Für Sondermarken gibt es immer wieder Zusammenarbeiten mit externen Künstlern. So hat die Post beispielsweise für das Jubiläum „100 Jahre Urania Wien“ beim österreichischen Künstler Herbert Sedmik angefragt. „Das Bild habe ich bereit 1995 gemalt. Natürlich hat es mich gefreut, dass ich dadurch so viel öffentliche Aufmerksamkeit bekommen habe. Als Honorar habe ich 150 Briefmarken erhalten“; versprochen, sagt er, waren allerdings mehr.

Das heimische Designduo dasuno hat sich ebenfalls mit dem Thema auseinandergesetzt. Im Rahmen eines Artikels der „Presse am Sonntag“ haben die Grafikerinnen die Marke „Mehlspeisland Österreich“ entworfen, die Bambi in Form des süßen Klassikers Rehrücken zeigt. „Wir haben sie beim Designwettbewerb Josef Binder Award eingereicht, allerdings nur eine lobende Erwähnung erhalten. Vielleicht versuchen wir es noch bei der Post“, sagt Grafikerin Susanne Safer.

Aufgaben.
[a] Gib den Abschnitt des Textes über Sondermarken wortgetreu wieder, der mit den Worten „Für Sondermarken gibt“ beginnt und mit „Grafikerin Susanne Safer.“ endet.
[b] Schreibe den Text über Sondermarken im Anschluss an seinen letzten Satz weiter.
Die Zeilen werden dafür nicht benötigt.

Datenauszug.
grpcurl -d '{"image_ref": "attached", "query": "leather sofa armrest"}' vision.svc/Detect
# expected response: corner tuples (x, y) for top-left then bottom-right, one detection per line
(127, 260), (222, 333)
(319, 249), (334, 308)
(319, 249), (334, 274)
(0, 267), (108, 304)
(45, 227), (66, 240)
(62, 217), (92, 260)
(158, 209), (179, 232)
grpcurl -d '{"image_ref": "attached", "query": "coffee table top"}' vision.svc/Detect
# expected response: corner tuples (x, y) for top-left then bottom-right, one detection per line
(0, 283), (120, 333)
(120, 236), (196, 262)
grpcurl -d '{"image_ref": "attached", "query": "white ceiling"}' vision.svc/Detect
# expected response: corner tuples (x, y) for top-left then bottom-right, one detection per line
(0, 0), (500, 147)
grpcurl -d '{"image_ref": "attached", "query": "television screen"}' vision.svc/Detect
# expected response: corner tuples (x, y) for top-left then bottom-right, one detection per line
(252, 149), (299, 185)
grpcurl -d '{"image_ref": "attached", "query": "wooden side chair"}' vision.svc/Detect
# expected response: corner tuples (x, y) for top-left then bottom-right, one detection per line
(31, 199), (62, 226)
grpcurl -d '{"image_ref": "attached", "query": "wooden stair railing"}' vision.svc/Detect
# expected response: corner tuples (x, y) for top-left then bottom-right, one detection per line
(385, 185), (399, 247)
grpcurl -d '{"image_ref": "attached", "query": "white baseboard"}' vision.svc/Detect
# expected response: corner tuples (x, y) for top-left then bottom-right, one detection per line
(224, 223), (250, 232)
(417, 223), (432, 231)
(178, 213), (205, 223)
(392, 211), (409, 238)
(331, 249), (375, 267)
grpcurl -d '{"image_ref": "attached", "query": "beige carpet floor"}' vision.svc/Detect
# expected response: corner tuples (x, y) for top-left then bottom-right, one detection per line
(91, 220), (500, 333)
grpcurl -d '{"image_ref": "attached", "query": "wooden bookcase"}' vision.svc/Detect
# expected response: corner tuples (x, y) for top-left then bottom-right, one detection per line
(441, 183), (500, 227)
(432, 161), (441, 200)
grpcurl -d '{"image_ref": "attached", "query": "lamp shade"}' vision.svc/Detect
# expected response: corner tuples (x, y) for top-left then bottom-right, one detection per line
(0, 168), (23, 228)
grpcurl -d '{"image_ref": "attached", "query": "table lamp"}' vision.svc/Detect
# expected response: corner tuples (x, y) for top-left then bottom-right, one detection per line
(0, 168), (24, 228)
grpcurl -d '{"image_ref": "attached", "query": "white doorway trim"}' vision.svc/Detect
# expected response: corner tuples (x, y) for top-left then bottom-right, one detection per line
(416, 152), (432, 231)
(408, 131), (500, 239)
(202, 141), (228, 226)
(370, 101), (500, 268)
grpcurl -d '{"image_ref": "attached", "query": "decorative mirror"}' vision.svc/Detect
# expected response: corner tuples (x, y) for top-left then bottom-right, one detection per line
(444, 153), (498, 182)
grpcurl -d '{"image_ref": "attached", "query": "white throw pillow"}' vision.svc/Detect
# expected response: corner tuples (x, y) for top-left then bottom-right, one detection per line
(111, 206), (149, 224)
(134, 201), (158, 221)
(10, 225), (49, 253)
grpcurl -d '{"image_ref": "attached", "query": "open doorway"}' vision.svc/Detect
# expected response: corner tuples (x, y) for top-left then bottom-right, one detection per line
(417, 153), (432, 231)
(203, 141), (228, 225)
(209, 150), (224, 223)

Lösungen.
[a]
Für Sondermarken gibt es immer wieder Zusammenarbeiten mit externen Künstlern. So hat die Post beispielsweise für das Jubiläum „100 Jahre Urania Wien“ beim österreichischen Künstler Herbert Sedmik angefragt. „Das Bild habe ich bereit 1995 gemalt. Natürlich hat es mich gefreut, dass ich dadurch so viel öffentliche Aufmerksamkeit bekommen habe. Als Honorar habe ich 150 Briefmarken erhalten“; versprochen, sagt er, waren allerdings mehr.

Das heimische Designduo dasuno hat sich ebenfalls mit dem Thema auseinandergesetzt. Im Rahmen eines Artikels der „Presse am Sonntag“ haben die Grafikerinnen die Marke „Mehlspeisland Österreich“ entworfen, die Bambi in Form des süßen Klassikers Rehrücken zeigt. „Wir haben sie beim Designwettbewerb Josef Binder Award eingereicht, allerdings nur eine lobende Erwähnung erhalten. Vielleicht versuchen wir es noch bei der Post“, sagt Grafikerin Susanne Safer.

[b]
E-Postkarte und Sammlerstücke. Und wie sieht die Zukunft der Briefmarken und Postkarten aus? Immerhin mehrt sich die handschriftliche Korrespondenz nicht gerade. Rund eine Million Postkarten verschickt die heimische Post pro Jahr, den Großteil davon für Wettbewerbe. „Der Korrespondenz-Karten-Absatz gehen zurück“, heißt es aus der Post. Das will man mit einem neuen Produkt ändern. Bei der E-Postkarte können Bild und Text per Handy an die Post geschickt werden. Diese druckt die private Postkarte in Österreich und stellt sie zu. Eine Briefmarke wird dabei hinfällig. Dennoch dürfte das kleine Kunstwerk nicht aussterben. Herbert Götz meint dazu: „Zuallererst ist die Briefmarke mit ihrer rund 125-jährigen Geschichte ein Kulturgut, das wir hegen und pflegen, aber auch für die moderne Zeit adaptieren.“

("Die Presse", Print-Ausgabe, 27.06.2010)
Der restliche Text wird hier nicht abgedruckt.